## [TRY IT]
The response should be an exact copy of the records, with the pictures removed.

# # # # #

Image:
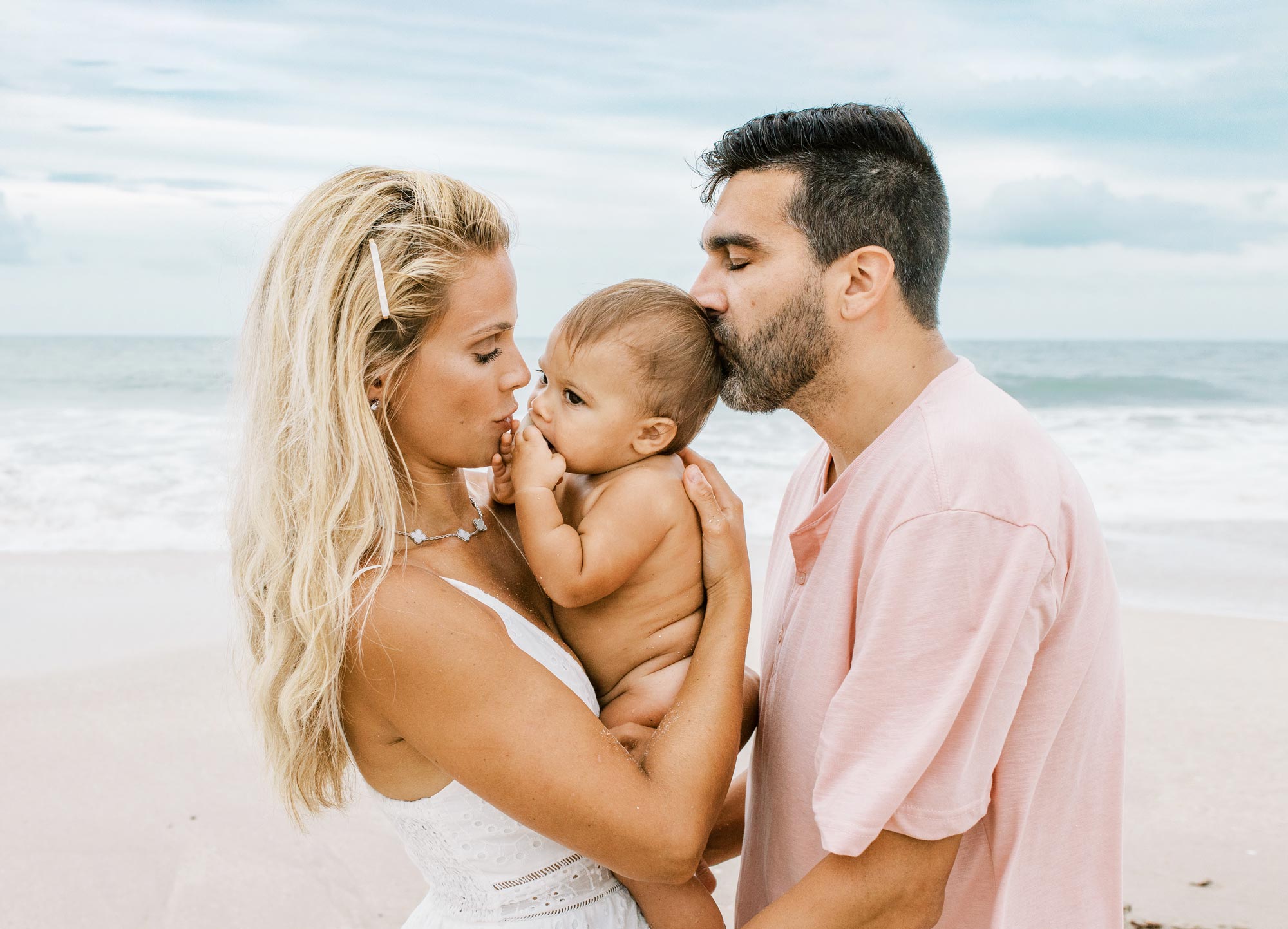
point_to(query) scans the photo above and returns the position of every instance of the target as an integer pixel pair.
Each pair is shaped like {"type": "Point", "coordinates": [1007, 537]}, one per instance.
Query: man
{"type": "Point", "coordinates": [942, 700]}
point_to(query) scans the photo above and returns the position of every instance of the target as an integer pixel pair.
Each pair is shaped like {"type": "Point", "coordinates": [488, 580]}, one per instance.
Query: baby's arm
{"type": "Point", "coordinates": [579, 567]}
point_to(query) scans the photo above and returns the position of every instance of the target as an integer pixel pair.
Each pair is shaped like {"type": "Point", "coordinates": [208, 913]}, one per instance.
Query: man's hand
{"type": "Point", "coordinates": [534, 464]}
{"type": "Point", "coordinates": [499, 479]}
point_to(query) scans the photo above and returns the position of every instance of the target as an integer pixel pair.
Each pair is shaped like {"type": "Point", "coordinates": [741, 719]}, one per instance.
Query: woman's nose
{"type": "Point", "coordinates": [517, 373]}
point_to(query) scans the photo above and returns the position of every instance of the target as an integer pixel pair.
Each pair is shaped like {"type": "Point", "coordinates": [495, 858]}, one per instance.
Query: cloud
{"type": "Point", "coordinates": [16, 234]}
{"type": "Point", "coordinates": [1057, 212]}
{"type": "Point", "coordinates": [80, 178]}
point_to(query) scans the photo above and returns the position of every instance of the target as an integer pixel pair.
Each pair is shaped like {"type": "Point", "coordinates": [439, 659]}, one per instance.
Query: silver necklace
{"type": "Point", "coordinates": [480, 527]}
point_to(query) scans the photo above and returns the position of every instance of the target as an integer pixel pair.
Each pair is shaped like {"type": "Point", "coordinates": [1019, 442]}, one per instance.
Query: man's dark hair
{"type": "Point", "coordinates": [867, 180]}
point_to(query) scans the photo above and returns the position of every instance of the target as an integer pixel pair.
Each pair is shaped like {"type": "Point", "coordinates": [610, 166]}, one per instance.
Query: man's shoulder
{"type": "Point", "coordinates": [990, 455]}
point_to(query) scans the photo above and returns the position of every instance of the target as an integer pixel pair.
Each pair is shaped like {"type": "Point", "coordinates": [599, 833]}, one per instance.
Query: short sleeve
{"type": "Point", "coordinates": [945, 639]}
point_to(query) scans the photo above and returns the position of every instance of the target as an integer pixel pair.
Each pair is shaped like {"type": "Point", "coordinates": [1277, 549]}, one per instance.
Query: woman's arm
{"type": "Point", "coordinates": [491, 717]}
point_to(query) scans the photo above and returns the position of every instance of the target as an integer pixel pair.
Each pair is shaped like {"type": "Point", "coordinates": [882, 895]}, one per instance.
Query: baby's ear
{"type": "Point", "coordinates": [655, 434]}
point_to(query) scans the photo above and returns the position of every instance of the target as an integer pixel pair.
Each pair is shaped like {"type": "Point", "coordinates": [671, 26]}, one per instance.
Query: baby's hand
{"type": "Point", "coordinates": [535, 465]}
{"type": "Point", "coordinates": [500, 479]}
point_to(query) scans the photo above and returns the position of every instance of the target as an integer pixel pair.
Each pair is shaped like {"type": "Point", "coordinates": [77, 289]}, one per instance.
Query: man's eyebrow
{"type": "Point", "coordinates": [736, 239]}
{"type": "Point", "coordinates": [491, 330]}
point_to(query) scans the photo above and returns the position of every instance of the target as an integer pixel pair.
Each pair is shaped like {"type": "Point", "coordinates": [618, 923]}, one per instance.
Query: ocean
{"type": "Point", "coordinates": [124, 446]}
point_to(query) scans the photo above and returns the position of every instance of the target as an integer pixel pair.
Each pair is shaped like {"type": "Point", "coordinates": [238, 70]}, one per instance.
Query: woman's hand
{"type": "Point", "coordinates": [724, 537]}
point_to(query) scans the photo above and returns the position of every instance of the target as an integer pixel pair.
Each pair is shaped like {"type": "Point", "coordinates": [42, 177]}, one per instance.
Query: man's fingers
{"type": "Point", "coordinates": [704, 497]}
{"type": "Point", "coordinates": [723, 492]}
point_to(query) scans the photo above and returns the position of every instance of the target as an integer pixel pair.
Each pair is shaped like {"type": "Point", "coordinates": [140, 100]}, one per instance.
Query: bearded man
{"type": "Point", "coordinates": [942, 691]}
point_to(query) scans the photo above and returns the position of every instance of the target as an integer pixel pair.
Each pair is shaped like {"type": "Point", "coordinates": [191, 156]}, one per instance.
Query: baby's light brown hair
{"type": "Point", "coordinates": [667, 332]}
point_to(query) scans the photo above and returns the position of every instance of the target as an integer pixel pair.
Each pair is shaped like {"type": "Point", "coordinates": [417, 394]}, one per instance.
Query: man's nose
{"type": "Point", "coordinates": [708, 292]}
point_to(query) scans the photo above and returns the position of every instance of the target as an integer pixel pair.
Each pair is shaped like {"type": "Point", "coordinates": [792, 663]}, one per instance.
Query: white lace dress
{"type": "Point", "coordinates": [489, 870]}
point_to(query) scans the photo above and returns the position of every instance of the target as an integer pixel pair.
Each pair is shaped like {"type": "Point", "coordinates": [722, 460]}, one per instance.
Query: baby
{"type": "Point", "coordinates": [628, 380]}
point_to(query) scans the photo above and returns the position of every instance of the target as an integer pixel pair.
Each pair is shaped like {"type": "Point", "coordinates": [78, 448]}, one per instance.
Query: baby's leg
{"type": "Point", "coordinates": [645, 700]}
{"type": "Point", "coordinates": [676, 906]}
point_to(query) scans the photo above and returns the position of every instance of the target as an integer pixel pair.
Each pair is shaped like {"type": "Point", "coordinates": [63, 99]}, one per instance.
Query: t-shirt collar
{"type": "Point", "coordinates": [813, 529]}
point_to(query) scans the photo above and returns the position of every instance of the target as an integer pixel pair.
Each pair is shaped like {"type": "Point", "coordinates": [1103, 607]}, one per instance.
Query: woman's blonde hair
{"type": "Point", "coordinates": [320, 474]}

# # # # #

## [PROBLEM SOLUTION]
Image:
point_to(query) scans the photo above and returns the position of every instance of the target as an integer pixel pair.
Each pair is shaped like {"type": "Point", "coordinates": [1007, 537]}, one per instance.
Query: man
{"type": "Point", "coordinates": [942, 700]}
point_to(query) scans the photo above and returns the position of every instance of the target as an integer pixel pair.
Each pair is shaped like {"type": "Point", "coordinates": [488, 580]}, one per instance.
Query: baby's arm
{"type": "Point", "coordinates": [579, 567]}
point_to(query) scans the photo above and returns the position of every instance of the target as an integer pixel pair.
Each pair is shaped like {"type": "Point", "coordinates": [208, 913]}, one per instance.
Query: man's hand
{"type": "Point", "coordinates": [534, 464]}
{"type": "Point", "coordinates": [499, 479]}
point_to(query) scans the photo above and returns the position of every instance of the target as an integer pixel pair.
Each pair is shaped like {"type": "Point", "coordinates": [741, 719]}, one per instance.
Query: woman's nose
{"type": "Point", "coordinates": [517, 373]}
point_to(query) scans the photo above and returns the position of every instance of the target as an integer pixel pair.
Each pair is shaped like {"type": "Point", "coordinates": [495, 858]}, one per instance.
Query: cloud
{"type": "Point", "coordinates": [16, 234]}
{"type": "Point", "coordinates": [1057, 212]}
{"type": "Point", "coordinates": [80, 178]}
point_to(query) scans the photo above and returns the position of every instance of the target as an integer pixel pair.
Each pair is shaped like {"type": "Point", "coordinates": [439, 659]}, one per instance.
Query: silver necklace
{"type": "Point", "coordinates": [480, 527]}
point_to(query) scans the photo above and returns the position of every instance of the target as an integer pixel pair.
Each pair is shaped like {"type": "Point", "coordinates": [1019, 442]}, one per instance.
Query: man's dark hair
{"type": "Point", "coordinates": [867, 180]}
point_to(query) scans the photo above and returns the position of every instance of the target as an integer pixel pair.
Each pair is shaped like {"type": "Point", "coordinates": [610, 166]}, one per instance.
Query: man's shoulder
{"type": "Point", "coordinates": [990, 455]}
point_to(query) scans the photo above and returns the position of every instance of the target as an integer pixel pair.
Each pair is shaped like {"type": "Point", "coordinates": [599, 833]}, one per instance.
Query: short sleeve
{"type": "Point", "coordinates": [945, 639]}
point_to(query) scans the photo above and returns the position of every instance of the target as an integer pixel pair.
Each pair is shaped like {"type": "Point", "coordinates": [1277, 549]}, one per instance.
Query: woman's arm
{"type": "Point", "coordinates": [491, 717]}
point_to(query) scans the photo above and returns the position of every instance of the target as an integer pixel pair.
Each pair is shaped like {"type": "Point", "coordinates": [882, 895]}, one per instance.
Query: baby's ear
{"type": "Point", "coordinates": [655, 434]}
point_to(query) scans the photo above and returns the position of every instance of the target as an integer pixel pair.
Each pair is shaped like {"type": "Point", "coordinates": [671, 26]}, one per instance.
Query: baby's hand
{"type": "Point", "coordinates": [535, 465]}
{"type": "Point", "coordinates": [500, 479]}
point_to(query) scans the photo above and returns the position of every instance of the target as an integer pixel pair.
Each pair is shaped like {"type": "Point", "coordinates": [77, 289]}, one per instance.
Query: man's eyebrow
{"type": "Point", "coordinates": [736, 239]}
{"type": "Point", "coordinates": [491, 330]}
point_to(query) scans the photo above and returns the position of every instance of the target as an integer pixel pair.
Each pair is shaped like {"type": "Point", "coordinates": [618, 923]}, one per instance.
Query: ocean
{"type": "Point", "coordinates": [124, 446]}
point_to(query) scans the photo above and returns the position of every instance of the target as an integer pixel pair.
Each pair is shaped like {"type": "Point", "coordinates": [238, 70]}, one per instance.
Query: woman's hand
{"type": "Point", "coordinates": [724, 537]}
point_to(query) scans the photo above and returns the position of every instance of the target as an integer pixel pair.
Each pair is shaped like {"type": "Point", "coordinates": [42, 177]}, one per instance.
Query: man's fingers
{"type": "Point", "coordinates": [704, 497]}
{"type": "Point", "coordinates": [723, 492]}
point_to(query) scans the photo above and returns the position of every instance of the target as an integer pixel pair.
Each pair is shaped like {"type": "Point", "coordinates": [140, 100]}, one per instance.
Query: bearded man
{"type": "Point", "coordinates": [942, 691]}
point_to(query) scans the photo above and returns the position of every instance of the target as an integer pixel pair.
Each pair is shaped like {"type": "Point", "coordinates": [191, 156]}, one per instance.
Query: baby's light brown hair
{"type": "Point", "coordinates": [667, 332]}
point_to(query) scans the photo above and returns the position of every instance of the target as an integer pixel pair.
Each pair is shaped like {"type": "Point", "coordinates": [417, 394]}, one per instance.
Query: man's nose
{"type": "Point", "coordinates": [708, 292]}
point_to(query) scans the photo above and returns the position of every instance of the target as an integer pixel pair.
Each pair is shaped like {"type": "Point", "coordinates": [792, 663]}, one per instance.
Query: white lace dress
{"type": "Point", "coordinates": [489, 870]}
point_to(query) scans the photo above and returns the position of every instance of the target as an integer pixel pair.
Each pair is shaped like {"type": "Point", "coordinates": [722, 460]}, one per instance.
Query: baby
{"type": "Point", "coordinates": [628, 380]}
point_to(query) scans the photo above and returns the position of every instance of the target as an integer pixel pair.
Each pair is shaped like {"type": "Point", "coordinates": [78, 448]}, one per instance.
Query: baby's leg
{"type": "Point", "coordinates": [645, 700]}
{"type": "Point", "coordinates": [676, 906]}
point_to(query) scans the photo above and returns the position of every instance of the target as an integer pixel pair.
Each pair is shaped like {"type": "Point", "coordinates": [63, 99]}, one per instance.
Query: t-shirt collar
{"type": "Point", "coordinates": [813, 529]}
point_to(query) scans the photo above and returns the position of every instance of the target as an integer pixel pair.
Each pair is shaped like {"type": "Point", "coordinates": [1103, 607]}, one per instance.
Query: woman's blonde hair
{"type": "Point", "coordinates": [320, 474]}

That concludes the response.